Looking in the GUI, I found a new hidden sshlockout rule that seems to have been added during the upgrade that I did not have on that interface prior to the upgrade.  It was the !sshlockout that matched everything inbound from my LAN net, and going anywhere.  It was before my rules that split the traffic between my WAN2 and WAN1 (work and everything else, respectively).

I ended up keeping the !sshlockout rule, but modified it for a destination of LAN net as well (keep local traffic inbound open).  I don't need the sshlockout enabled, since I have no external login inbound from a WAN interface.

Anyways, this is now working.  I did verify I can fail over and fail back correctly between my tier1 and tier2 gateways.  Apologies that I didn't find this sooner, but I hope this helps anyone else with a multi-WAN setup to get it working post-upgrade.
#5
Quote from: patrick3000 on August 30, 2024, 01:04:49 AM
This recent post may shed some light on this issue: https://forum.opnsense.org/index.php?topic=42552.0.

If WAN cannot ping remote hosts in 24.7, that could explain why gateway monitoring is broken.

For those of you who have 24.7 installed (as noted, I rolled back to 24.1.10 due to this problem), I would suggest manually attempting to ping from each public-facing interface (WAN, WAN2, etc.) to 8.8.8.8 or some other remote host to determine if that's the source of the problem.

Interesting.  That looks like if the WAN link is down, that once it's back up for real, that it can't detect and get things back up.  My situation is a bit different I think.

════════

WRITTEN REQUEST:
From the multi-WAN upgrade thread above, answer each question:
1. To what destination was the !sshlockout rule changed?
2. Which version did patrick3000 roll back to?
3. What example address is given for the manual ping test?

SOURCE DATA:

════════

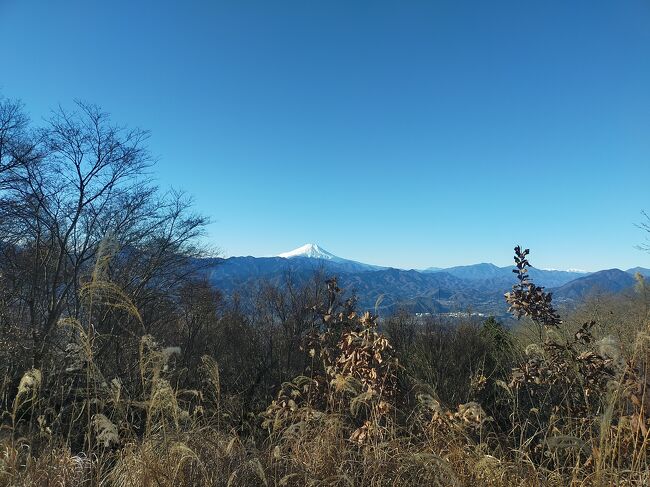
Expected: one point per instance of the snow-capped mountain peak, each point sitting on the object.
(312, 251)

════════

TASK OUTPUT:
1. LAN net
2. 24.1.10
3. 8.8.8.8